● **PROVIDED TEXT**:
Two Sigma prepared to pay companies that don’t automate


Two Sigma is a massive tech investment firm that is now worth more than $60 billion. It’s also in somewhat of a conundrum because that fortune has been built, according to the company’s website, through the application of technology in “fields like machine learning and distributed computing.” That use of automated tools has facilitated its ability to generate huge returns, which any company wants to see, but is also, to some degree, viewed as an Achille’s heel of innovation. Two Sigma believes that too much automation is now threatening the global workforce and is prepared to incentivize companies to avoid replacing employees with automated solutions. 

two-sigma-prepared-to-pay-companies-that-dont-automateTwo Sigma has launched Two Sigma Impact, which “will combine active, principled ownership and data science with the goal of delivering superior returns and positive social outcomes.” The goal is to facilitate “workforce impact” investments in companies in the education, healthcare, consumer and business-service industries to allow the entities to “unlock human potential.” Two Sigma Impact will primarily target the North American region, looking specifically at mid-size companies.

● **TASK BRIEF**:
Please return the full Two Sigma text above word for word, without changing anything.

[Dataset excerpts]

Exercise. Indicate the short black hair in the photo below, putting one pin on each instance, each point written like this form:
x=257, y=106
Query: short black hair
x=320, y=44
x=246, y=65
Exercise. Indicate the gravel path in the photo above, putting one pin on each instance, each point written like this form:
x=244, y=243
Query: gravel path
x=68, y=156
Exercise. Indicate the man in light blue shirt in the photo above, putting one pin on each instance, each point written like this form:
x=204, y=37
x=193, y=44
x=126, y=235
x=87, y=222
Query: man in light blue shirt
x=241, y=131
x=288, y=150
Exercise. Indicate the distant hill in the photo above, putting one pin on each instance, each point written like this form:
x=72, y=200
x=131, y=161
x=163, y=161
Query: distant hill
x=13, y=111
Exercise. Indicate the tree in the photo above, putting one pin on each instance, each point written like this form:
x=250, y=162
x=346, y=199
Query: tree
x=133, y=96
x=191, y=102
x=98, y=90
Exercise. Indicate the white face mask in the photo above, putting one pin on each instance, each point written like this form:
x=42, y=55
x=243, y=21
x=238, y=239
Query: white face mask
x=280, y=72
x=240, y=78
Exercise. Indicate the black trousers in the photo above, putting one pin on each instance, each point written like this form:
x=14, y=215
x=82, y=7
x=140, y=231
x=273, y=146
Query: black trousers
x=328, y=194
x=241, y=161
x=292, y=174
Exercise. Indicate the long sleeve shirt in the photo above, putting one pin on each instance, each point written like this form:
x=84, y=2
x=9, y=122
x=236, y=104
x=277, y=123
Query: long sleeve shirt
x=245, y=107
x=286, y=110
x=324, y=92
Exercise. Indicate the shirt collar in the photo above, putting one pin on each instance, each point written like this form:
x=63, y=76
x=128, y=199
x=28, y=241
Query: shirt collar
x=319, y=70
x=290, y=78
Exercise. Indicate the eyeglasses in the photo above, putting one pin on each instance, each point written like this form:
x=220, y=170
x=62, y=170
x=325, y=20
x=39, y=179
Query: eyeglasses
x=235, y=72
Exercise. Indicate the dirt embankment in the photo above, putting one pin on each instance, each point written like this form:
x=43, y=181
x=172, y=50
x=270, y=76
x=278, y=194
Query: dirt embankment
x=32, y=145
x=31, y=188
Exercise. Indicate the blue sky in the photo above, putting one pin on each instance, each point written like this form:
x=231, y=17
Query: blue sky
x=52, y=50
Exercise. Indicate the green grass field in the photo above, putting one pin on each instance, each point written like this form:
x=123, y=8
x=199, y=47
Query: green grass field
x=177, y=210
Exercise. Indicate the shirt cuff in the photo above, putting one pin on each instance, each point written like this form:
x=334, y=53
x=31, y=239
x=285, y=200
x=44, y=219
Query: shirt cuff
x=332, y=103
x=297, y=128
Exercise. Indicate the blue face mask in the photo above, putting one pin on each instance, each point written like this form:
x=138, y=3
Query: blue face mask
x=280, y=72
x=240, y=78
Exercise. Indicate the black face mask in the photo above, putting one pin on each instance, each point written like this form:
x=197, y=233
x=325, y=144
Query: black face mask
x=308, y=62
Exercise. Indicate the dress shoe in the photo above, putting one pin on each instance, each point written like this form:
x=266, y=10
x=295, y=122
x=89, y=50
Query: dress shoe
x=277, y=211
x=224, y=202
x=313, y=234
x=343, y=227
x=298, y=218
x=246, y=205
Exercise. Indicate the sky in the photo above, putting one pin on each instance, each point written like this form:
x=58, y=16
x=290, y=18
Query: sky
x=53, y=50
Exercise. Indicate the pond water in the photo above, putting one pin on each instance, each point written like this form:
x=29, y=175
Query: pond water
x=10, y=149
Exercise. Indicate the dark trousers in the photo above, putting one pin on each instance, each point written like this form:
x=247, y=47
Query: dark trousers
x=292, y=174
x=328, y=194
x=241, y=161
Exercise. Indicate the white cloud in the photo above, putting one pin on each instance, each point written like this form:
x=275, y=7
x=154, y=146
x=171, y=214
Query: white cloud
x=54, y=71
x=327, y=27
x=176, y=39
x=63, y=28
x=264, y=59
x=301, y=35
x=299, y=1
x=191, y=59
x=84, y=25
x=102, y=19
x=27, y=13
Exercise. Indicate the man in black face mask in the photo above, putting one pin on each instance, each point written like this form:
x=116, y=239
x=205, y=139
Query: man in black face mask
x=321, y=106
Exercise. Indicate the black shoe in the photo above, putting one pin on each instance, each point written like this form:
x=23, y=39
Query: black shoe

● **SOLUTION FOR THIS EXERCISE**:
Two Sigma prepared to pay companies that don’t automate


Two Sigma is a massive tech investment firm that is now worth more than $60 billion. It’s also in somewhat of a conundrum because that fortune has been built, according to the company’s website, through the application of technology in “fields like machine learning and distributed computing.” That use of automated tools has facilitated its ability to generate huge returns, which any company wants to see, but is also, to some degree, viewed as an Achille’s heel of innovation. Two Sigma believes that too much automation is now threatening the global workforce and is prepared to incentivize companies to avoid replacing employees with automated solutions. 

two-sigma-prepared-to-pay-companies-that-dont-automateTwo Sigma has launched Two Sigma Impact, which “will combine active, principled ownership and data science with the goal of delivering superior returns and positive social outcomes.” The goal is to facilitate “workforce impact” investments in companies in the education, healthcare, consumer and business-service industries to allow the entities to “unlock human potential.” Two Sigma Impact will primarily target the North American region, looking specifically at mid-size companies.